◆ QUESTIONS ON THE MATERIAL:
1. In the passage about removing chlorinated phenols from water, how much more efficient than Pdnano was the system the researchers developed?
2. Reproduce the stretch of the passage about removing chlorinated phenols from water from "Palladium-based catalysts offer" through "the atomic scale.".

◆ DOCUMENT TEXT:
────────────────────

Anthropogenic pollutants—that is, those released by human activities—are toxic and can pose serious risks to human and ecological health. Chlorinated phenolic compounds (CPs), often used in pesticides, herbicides, and various other chemical products, are one such type of pollutant. These compounds need to be removed from water systems by a process known as hydrodechlorination. Conventional treatment methods such as filtration, however, are not effective. As a result, scientists have begun to explore electrocatalysis as an alternative technique to cleave the chlorine from phenol, ridding systems of CPs.
Palladium-based catalysts offer a promising solution to catalyze or promote this reaction. However, palladium (Pd) is a costly material, and past experimentation with Pd nanoparticles (Pdnano) has demonstrated various limitations in dechlorination efficiency. A team of researchers at Yale, including post-doctoral fellow Dahong Huang and senior professor Jaehong Kim, devised an electrocatalytic technique utilizing single-atom palladium (Pd1) that circumvents both the cost and mechanistic issues posed by Pdnano. Their efforts, in collaboration with Brookhaven National Laboratory, yielded a system fourteen times more efficient than Pdnano at the atomic scale.

────────────────────

◆ DATASET ENTRIES:
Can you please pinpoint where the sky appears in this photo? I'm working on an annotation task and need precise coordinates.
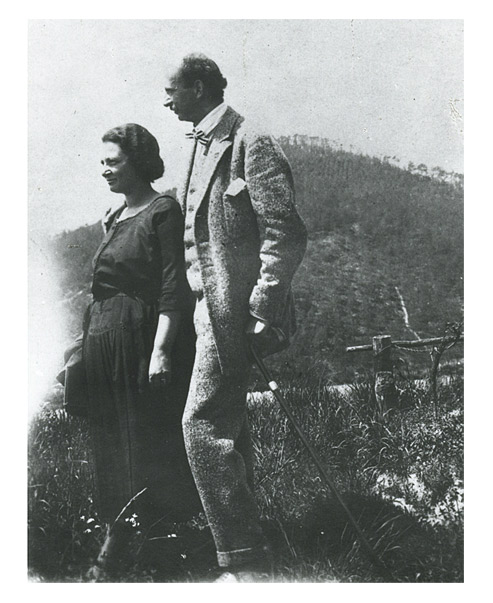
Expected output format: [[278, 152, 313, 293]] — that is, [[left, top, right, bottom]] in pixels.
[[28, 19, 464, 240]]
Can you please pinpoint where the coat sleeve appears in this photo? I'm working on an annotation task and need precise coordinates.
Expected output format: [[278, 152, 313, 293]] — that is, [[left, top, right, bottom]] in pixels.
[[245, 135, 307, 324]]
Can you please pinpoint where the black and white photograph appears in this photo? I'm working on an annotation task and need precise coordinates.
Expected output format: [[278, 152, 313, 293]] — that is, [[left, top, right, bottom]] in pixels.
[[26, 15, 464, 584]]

────────────────────

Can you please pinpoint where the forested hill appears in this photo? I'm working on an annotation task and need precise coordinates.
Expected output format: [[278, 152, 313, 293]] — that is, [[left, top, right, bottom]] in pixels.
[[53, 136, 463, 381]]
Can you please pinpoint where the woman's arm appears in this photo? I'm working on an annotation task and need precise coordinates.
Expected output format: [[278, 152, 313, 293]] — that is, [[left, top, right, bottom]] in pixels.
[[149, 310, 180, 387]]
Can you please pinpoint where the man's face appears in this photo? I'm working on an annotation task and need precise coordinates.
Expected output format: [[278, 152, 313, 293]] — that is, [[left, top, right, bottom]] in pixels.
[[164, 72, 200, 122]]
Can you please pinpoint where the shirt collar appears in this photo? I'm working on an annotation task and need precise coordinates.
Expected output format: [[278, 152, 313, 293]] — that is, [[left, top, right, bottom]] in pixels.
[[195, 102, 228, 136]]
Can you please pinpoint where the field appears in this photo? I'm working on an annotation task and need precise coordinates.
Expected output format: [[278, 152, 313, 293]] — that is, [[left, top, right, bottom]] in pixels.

────────────────────

◆ RESULTS OF THE TASKS:
1. It was fourteen times more efficient than Pdnano at the atomic scale.

2.
Palladium-based catalysts offer a promising solution to catalyze or promote this reaction. However, palladium (Pd) is a costly material, and past experimentation with Pd nanoparticles (Pdnano) has demonstrated various limitations in dechlorination efficiency. A team of researchers at Yale, including post-doctoral fellow Dahong Huang and senior professor Jaehong Kim, devised an electrocatalytic technique utilizing single-atom palladium (Pd1) that circumvents both the cost and mechanistic issues posed by Pdnano. Their efforts, in collaboration with Brookhaven National Laboratory, yielded a system fourteen times more efficient than Pdnano at the atomic scale.